**Material for the task:**
____________________
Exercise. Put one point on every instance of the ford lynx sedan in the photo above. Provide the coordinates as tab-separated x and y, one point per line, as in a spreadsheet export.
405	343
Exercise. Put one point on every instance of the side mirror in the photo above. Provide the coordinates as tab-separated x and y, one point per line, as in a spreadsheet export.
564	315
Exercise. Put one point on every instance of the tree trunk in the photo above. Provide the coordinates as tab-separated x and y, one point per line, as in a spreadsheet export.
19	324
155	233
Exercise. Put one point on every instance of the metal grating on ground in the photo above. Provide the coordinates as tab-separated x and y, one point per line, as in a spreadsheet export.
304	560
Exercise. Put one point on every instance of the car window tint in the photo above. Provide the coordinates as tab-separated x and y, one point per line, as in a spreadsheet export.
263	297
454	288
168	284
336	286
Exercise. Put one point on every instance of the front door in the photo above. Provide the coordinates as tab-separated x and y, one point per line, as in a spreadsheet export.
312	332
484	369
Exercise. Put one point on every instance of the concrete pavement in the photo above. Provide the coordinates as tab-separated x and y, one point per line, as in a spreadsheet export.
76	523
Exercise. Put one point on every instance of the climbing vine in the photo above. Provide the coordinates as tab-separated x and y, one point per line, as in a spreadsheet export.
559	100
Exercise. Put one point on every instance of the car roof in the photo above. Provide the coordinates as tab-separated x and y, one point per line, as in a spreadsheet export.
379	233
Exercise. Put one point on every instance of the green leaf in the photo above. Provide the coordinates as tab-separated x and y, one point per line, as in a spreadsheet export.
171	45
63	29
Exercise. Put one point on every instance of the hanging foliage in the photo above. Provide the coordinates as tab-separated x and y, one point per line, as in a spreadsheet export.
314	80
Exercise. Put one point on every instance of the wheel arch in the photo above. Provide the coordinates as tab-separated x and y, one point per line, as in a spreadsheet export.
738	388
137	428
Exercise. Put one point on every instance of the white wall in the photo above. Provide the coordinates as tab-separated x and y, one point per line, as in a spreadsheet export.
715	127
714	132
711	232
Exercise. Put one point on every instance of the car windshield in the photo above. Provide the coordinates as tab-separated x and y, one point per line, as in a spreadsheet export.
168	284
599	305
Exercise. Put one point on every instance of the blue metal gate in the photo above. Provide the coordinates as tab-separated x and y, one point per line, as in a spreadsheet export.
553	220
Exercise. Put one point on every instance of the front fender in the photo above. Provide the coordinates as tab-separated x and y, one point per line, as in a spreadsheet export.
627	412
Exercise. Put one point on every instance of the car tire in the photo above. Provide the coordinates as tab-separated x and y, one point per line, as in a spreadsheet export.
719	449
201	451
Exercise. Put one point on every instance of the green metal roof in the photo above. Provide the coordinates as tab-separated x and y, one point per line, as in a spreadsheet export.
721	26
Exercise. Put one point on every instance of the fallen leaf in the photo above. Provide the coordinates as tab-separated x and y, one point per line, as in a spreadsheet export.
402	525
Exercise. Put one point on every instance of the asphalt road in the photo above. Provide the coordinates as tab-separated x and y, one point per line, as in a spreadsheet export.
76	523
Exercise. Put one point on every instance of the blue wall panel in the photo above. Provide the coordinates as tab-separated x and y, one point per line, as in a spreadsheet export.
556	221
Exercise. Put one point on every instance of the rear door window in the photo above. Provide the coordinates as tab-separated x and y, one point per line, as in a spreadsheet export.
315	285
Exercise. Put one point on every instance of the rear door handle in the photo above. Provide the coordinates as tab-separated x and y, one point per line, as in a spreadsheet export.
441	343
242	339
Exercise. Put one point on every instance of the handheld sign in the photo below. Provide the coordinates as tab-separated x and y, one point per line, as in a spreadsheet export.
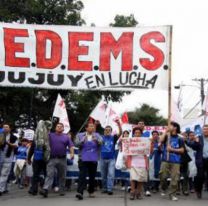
____________________
**Problem:** Go to the line with "Exercise. Put one point on every instance of the blue wall" in the entries above. Reproduce that line and each one after it to the end, exactly and without the pictures.

**Result for this task:**
Exercise. Put one point on every instance of the blue wall panel in the photo above. Provide the coordinates as tab-separated x and y, one point per line, as in a spreadsheet export.
556	221
Exercise. Put one point on every instance of the rear door window in the photo above. Provide the coordinates as tab-separated x and y, one point per line, as in a spreadsheet export.
315	285
Exercise. Put one point on every instance of the rear door handle in the photo above. Provide the coordinates as tab-separated x and y, one point per line, as in a spreadsheet export.
441	343
242	339
Exercise. Put one point on every instance of the handheld sign in the photo below. Provide the coordinates as tab-separated x and y, one point per line, as in a spreadsheet export.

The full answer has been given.